- Exercise brief: Would you output the whole listing below, exactly as it reads?

- Data rows:
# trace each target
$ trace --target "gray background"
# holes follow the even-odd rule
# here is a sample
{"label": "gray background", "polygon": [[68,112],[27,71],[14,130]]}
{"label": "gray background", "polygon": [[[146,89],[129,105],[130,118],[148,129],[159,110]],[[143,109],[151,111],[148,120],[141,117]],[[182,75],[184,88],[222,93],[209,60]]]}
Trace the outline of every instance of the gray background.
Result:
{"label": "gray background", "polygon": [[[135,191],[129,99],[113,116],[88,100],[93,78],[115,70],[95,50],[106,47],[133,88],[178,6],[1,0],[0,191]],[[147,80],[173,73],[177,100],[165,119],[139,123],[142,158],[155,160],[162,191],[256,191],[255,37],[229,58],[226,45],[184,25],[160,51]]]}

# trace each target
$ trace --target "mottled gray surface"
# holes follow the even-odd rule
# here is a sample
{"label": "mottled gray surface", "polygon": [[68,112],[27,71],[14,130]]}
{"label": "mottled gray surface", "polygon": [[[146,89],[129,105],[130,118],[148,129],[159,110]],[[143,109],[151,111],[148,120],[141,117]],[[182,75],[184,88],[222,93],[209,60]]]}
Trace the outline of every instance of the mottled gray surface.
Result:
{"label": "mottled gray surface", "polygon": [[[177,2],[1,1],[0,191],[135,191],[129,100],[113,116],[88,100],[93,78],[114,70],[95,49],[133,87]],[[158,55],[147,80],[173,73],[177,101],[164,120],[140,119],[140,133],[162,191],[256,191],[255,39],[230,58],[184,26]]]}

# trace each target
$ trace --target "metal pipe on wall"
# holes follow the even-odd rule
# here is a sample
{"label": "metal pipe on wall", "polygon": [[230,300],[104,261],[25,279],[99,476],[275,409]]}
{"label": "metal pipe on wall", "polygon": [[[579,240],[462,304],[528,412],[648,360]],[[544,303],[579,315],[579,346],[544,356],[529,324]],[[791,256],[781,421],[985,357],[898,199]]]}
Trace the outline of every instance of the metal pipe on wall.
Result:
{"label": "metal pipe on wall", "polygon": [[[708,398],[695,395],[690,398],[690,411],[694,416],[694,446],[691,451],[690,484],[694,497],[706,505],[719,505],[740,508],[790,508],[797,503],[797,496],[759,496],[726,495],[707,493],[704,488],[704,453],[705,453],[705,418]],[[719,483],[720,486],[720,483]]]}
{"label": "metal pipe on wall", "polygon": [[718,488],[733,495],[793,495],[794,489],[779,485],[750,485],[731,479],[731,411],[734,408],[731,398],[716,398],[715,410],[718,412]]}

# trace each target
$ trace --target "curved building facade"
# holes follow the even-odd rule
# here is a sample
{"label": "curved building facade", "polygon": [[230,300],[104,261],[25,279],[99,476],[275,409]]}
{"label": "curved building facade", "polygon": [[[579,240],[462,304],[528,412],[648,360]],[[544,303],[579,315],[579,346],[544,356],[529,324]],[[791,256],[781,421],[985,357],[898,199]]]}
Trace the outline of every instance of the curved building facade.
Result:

- Written answer:
# trace each target
$ trace --target "gray background"
# holes follow the even-odd rule
# here is a sample
{"label": "gray background", "polygon": [[68,112],[27,71],[14,130]]}
{"label": "gray background", "polygon": [[[146,89],[129,105],[130,118],[148,129],[159,110]],[[143,109],[151,111],[148,120],[141,117]],[[182,75],[184,88],[222,93],[209,60]]]}
Trace the outline of every instance of the gray background.
Result:
{"label": "gray background", "polygon": [[[135,191],[129,99],[113,116],[88,100],[93,78],[115,70],[95,50],[106,47],[133,88],[178,6],[1,0],[0,191]],[[147,80],[173,73],[177,100],[165,119],[139,123],[142,158],[155,160],[162,191],[256,191],[255,37],[229,58],[226,45],[184,25],[160,51]]]}

# trace each target
$ trace --target "mottled gray surface"
# holes follow the even-odd rule
# here is a sample
{"label": "mottled gray surface", "polygon": [[68,112],[27,71],[14,130]]}
{"label": "mottled gray surface", "polygon": [[[146,89],[129,105],[130,118],[148,129],[159,110]],[[143,109],[151,111],[148,120],[141,117]],[[182,75],[184,88],[222,93],[209,60]]]}
Trace the outline of every instance of the mottled gray surface.
Result:
{"label": "mottled gray surface", "polygon": [[[177,2],[1,1],[0,191],[135,191],[129,100],[113,116],[88,100],[93,78],[114,70],[95,49],[133,87]],[[158,55],[147,80],[173,73],[177,101],[164,120],[140,119],[140,133],[162,191],[256,191],[255,39],[230,58],[184,26]]]}

# trace each target
$ trace --target "metal pipe on wall"
# holes follow the even-odd rule
# here is a sample
{"label": "metal pipe on wall", "polygon": [[230,300],[104,261],[25,279],[99,476],[275,409]]}
{"label": "metal pipe on wall", "polygon": [[[579,240],[462,304],[528,412],[648,360]],[[544,303],[579,315],[579,346],[544,356],[529,324]],[[791,256],[781,421],[985,357],[898,199]]]}
Trace the outline of every instance of the metal pipe on wall.
Result:
{"label": "metal pipe on wall", "polygon": [[[708,398],[695,395],[690,398],[690,411],[694,416],[694,446],[691,451],[690,484],[694,497],[706,505],[719,505],[740,508],[790,508],[797,503],[797,496],[759,496],[726,495],[707,493],[704,488],[704,453],[705,453],[705,418]],[[719,483],[720,486],[720,483]]]}
{"label": "metal pipe on wall", "polygon": [[718,488],[733,495],[793,495],[794,489],[779,485],[750,485],[731,479],[731,411],[734,408],[731,398],[716,398],[715,410],[718,412]]}

# trace each target
$ trace --target "curved building facade"
# holes follow the even-odd rule
# here is a sample
{"label": "curved building facade", "polygon": [[230,300],[104,261],[25,279],[99,476],[275,409]]}
{"label": "curved building facade", "polygon": [[[579,240],[462,304],[528,412],[648,360]],[[544,303],[579,315],[579,346],[544,356],[529,324]],[[791,256],[781,421],[985,357],[898,199]]]}
Trace the outline of every instance of the curved building facade.
Result:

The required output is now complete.